REQUIREMENTS.
Copy every record below, exactly as written.

Begin

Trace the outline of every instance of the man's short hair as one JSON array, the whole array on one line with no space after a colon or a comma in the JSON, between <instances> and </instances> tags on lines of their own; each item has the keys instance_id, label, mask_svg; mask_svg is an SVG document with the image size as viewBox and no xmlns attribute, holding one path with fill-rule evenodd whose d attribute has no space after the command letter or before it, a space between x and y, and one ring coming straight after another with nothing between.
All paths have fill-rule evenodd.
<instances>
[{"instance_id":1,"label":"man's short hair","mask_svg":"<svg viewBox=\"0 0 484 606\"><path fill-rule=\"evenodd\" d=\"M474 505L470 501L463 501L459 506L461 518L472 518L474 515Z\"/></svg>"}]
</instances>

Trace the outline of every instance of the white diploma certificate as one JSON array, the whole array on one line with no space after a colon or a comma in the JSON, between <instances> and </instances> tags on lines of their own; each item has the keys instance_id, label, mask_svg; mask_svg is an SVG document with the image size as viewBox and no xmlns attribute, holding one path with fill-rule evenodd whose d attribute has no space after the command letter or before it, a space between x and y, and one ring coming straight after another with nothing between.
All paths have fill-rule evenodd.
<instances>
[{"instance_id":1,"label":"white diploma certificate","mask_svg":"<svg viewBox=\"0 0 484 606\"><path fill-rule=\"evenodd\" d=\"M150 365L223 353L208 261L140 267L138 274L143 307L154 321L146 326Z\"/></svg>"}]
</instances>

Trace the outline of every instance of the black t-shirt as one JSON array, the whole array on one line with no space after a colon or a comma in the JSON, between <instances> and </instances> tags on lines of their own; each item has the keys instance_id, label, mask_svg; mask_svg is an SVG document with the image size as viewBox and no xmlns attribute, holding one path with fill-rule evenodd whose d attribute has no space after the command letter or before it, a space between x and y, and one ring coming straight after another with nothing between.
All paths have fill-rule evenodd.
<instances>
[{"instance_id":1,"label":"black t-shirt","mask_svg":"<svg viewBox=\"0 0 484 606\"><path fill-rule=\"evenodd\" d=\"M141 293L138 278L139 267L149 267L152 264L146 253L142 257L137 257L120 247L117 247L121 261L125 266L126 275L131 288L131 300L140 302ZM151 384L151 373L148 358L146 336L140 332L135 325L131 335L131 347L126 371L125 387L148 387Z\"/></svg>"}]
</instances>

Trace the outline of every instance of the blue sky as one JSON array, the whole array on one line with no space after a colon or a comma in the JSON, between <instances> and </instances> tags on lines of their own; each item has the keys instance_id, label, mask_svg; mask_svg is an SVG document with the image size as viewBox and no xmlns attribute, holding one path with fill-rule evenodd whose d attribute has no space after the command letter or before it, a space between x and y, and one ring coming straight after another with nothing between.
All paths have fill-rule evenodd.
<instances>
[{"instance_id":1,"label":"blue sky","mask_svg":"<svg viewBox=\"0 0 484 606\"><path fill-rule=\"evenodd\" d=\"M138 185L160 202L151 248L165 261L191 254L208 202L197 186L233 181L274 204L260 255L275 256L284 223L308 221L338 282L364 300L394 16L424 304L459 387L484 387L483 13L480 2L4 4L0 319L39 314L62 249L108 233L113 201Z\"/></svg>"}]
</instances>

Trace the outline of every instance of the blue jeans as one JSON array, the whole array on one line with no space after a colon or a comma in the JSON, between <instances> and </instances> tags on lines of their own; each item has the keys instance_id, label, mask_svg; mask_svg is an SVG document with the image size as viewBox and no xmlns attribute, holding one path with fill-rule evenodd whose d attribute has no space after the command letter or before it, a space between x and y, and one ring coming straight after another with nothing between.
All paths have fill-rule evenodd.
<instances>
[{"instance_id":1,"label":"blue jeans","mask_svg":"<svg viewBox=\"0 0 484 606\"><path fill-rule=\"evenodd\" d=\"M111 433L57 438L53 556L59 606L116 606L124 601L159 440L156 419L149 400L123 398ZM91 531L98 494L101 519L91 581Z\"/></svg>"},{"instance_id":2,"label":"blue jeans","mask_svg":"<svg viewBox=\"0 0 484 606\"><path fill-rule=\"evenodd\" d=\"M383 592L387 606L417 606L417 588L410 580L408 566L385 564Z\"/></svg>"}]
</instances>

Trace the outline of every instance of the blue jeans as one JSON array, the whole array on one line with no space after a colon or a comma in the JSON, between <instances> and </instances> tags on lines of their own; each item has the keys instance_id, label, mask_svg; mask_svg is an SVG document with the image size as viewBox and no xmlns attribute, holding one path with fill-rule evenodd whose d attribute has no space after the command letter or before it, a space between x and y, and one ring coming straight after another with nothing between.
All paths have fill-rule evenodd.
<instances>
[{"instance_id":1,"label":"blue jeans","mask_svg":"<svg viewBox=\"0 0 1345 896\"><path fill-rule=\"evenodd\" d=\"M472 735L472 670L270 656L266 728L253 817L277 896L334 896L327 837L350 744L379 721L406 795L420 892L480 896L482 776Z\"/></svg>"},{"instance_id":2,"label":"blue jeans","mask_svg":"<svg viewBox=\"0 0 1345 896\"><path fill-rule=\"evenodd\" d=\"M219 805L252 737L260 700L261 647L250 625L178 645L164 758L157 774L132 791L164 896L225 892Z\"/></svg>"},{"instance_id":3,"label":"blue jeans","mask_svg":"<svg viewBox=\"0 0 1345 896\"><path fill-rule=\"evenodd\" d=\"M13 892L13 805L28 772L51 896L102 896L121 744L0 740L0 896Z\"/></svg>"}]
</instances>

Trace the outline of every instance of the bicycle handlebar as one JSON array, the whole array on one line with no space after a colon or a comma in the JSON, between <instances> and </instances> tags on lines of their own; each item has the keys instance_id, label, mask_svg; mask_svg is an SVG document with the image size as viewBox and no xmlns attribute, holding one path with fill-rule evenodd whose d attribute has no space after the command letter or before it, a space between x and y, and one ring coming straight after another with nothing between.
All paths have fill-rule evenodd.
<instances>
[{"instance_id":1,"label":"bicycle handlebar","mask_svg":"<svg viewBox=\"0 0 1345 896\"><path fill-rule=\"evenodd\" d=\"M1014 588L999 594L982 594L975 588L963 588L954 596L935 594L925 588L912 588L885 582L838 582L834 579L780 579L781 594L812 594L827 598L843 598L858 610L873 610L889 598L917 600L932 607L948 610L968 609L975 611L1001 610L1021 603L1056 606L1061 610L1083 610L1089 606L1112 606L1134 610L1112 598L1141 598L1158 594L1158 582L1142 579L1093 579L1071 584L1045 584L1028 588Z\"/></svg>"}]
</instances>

End

SOLUTION TO THIS EXERCISE.
Trace the outline of every instance of the man's short hair as one JSON array, the whole array on one line with no space after a colon or a comma in the JSON, between <instances> and </instances> tags on lines of their own; each item has the keys instance_id, label, mask_svg; mask_svg is an SVG document with the image size as viewBox and no xmlns attribute, holding one path with fill-rule evenodd whose d attribute has no space after the command letter or before it, a space between x and y, and one ring coming straight after another with nothing between.
All paths have fill-rule evenodd.
<instances>
[{"instance_id":1,"label":"man's short hair","mask_svg":"<svg viewBox=\"0 0 484 606\"><path fill-rule=\"evenodd\" d=\"M474 505L470 501L463 501L459 506L461 518L472 518L474 515Z\"/></svg>"}]
</instances>

Trace the outline of every instance of the white diploma certificate as one JSON array, the whole array on one line with no space after a colon or a comma in the JSON, between <instances> and </instances> tags on lines of their own; each item has the keys instance_id, label, mask_svg; mask_svg is an SVG document with the image size as viewBox and no xmlns attribute, holding one path with fill-rule evenodd whose d attribute has no space after the command letter or before it, a space between x and y, and one ring coming straight after another with nothing between.
All paths have fill-rule evenodd.
<instances>
[{"instance_id":1,"label":"white diploma certificate","mask_svg":"<svg viewBox=\"0 0 484 606\"><path fill-rule=\"evenodd\" d=\"M150 365L223 353L208 261L140 267L138 274L143 307L154 321L146 326Z\"/></svg>"}]
</instances>

Trace the outline of every instance of the black t-shirt as one JSON array, the whole array on one line with no space after a colon or a comma in the JSON, between <instances> and </instances> tags on lines of their own; each item has the keys instance_id, label, mask_svg; mask_svg is an SVG document with the image size as viewBox and no xmlns attribute, holding one path with fill-rule evenodd whose d attribute has no space after the command letter or before it, a space between x and y, and one ring coming straight after another with nothing between.
All paths have fill-rule evenodd.
<instances>
[{"instance_id":1,"label":"black t-shirt","mask_svg":"<svg viewBox=\"0 0 484 606\"><path fill-rule=\"evenodd\" d=\"M141 293L138 278L139 267L149 267L152 264L146 253L142 257L137 257L120 247L117 247L121 261L125 266L126 275L131 288L131 300L140 302ZM151 384L151 373L148 358L146 336L140 332L135 325L131 335L131 347L126 371L125 387L148 387Z\"/></svg>"}]
</instances>

Trace the outline of every instance of the blue sky as one JSON array, the whole array on one line with no space after a colon or a comma in the JSON, between <instances> and </instances> tags on lines of their own; each item has the keys instance_id, label, mask_svg; mask_svg is an SVG document with the image size as viewBox and no xmlns attribute, holding one path with fill-rule evenodd whose d attribute has no space after the command letter or before it, a space between x and y, and one ring coming straight after another with nothing between.
All paths have fill-rule evenodd.
<instances>
[{"instance_id":1,"label":"blue sky","mask_svg":"<svg viewBox=\"0 0 484 606\"><path fill-rule=\"evenodd\" d=\"M138 185L160 202L151 248L165 261L191 254L208 202L197 186L233 181L274 204L260 255L275 256L284 223L308 221L338 282L364 300L394 16L424 304L459 387L484 387L483 13L480 2L4 4L0 319L39 314L62 249L108 233L113 201Z\"/></svg>"}]
</instances>

Trace the outline of every instance of the blue jeans as one JSON array, the whole array on one line with no space after a colon or a comma in the JSON, between <instances> and </instances> tags on lines of their own; each item has the keys instance_id, label, mask_svg; mask_svg is an SVG document with the image size as viewBox and no xmlns attribute, holding one path with fill-rule evenodd whose d attribute has no space after the command letter or before it, a space between x and y, and one ring coming straight after another with nothing between.
All paths have fill-rule evenodd.
<instances>
[{"instance_id":1,"label":"blue jeans","mask_svg":"<svg viewBox=\"0 0 484 606\"><path fill-rule=\"evenodd\" d=\"M111 433L57 438L53 556L59 606L116 606L124 601L159 440L156 419L149 400L123 398ZM91 531L98 494L101 519L91 581Z\"/></svg>"},{"instance_id":2,"label":"blue jeans","mask_svg":"<svg viewBox=\"0 0 484 606\"><path fill-rule=\"evenodd\" d=\"M383 592L387 606L417 606L417 588L410 580L408 566L385 564Z\"/></svg>"}]
</instances>

Trace the outline of every instance of the blue jeans as one JSON array, the whole array on one line with no space after a colon or a comma in the JSON, between <instances> and </instances> tags on lines of their own; each item has the keys instance_id, label, mask_svg; mask_svg is an SVG document with the image size as viewBox and no xmlns attribute, holding one path with fill-rule evenodd whose d attribute has no space after the command letter or before it, a space between x and y, and one ring coming straight after another with nothing between.
All paths have fill-rule evenodd.
<instances>
[{"instance_id":1,"label":"blue jeans","mask_svg":"<svg viewBox=\"0 0 1345 896\"><path fill-rule=\"evenodd\" d=\"M472 735L472 670L270 656L266 728L253 817L277 896L334 896L327 837L350 744L379 721L406 795L420 892L480 896L482 776Z\"/></svg>"},{"instance_id":2,"label":"blue jeans","mask_svg":"<svg viewBox=\"0 0 1345 896\"><path fill-rule=\"evenodd\" d=\"M219 805L252 737L260 700L261 647L250 625L178 645L164 758L157 774L132 791L164 896L225 892Z\"/></svg>"},{"instance_id":3,"label":"blue jeans","mask_svg":"<svg viewBox=\"0 0 1345 896\"><path fill-rule=\"evenodd\" d=\"M13 892L13 805L28 772L51 896L102 896L121 744L0 740L0 896Z\"/></svg>"}]
</instances>

Trace the outline of every instance of the bicycle handlebar as one JSON array, the whole array on one line with no space after a colon or a comma in the JSON, between <instances> and </instances> tags on lines of their own; each item has the keys instance_id, label, mask_svg; mask_svg is an SVG document with the image size as viewBox and no xmlns attribute, holding one path with fill-rule evenodd whose d attribute has no space after the command letter or before it, a space between x and y, and one ring coming straight after another with nothing between.
All paths have fill-rule evenodd.
<instances>
[{"instance_id":1,"label":"bicycle handlebar","mask_svg":"<svg viewBox=\"0 0 1345 896\"><path fill-rule=\"evenodd\" d=\"M1014 588L999 594L982 594L975 588L963 588L954 596L935 594L925 588L912 588L885 582L838 582L834 579L780 579L781 594L812 594L827 598L843 598L858 610L873 610L889 598L917 600L932 607L948 610L968 609L975 611L1001 610L1021 603L1056 606L1061 610L1083 610L1089 606L1112 606L1134 610L1112 598L1141 598L1158 594L1158 582L1142 579L1093 579L1071 584L1045 584L1028 588Z\"/></svg>"}]
</instances>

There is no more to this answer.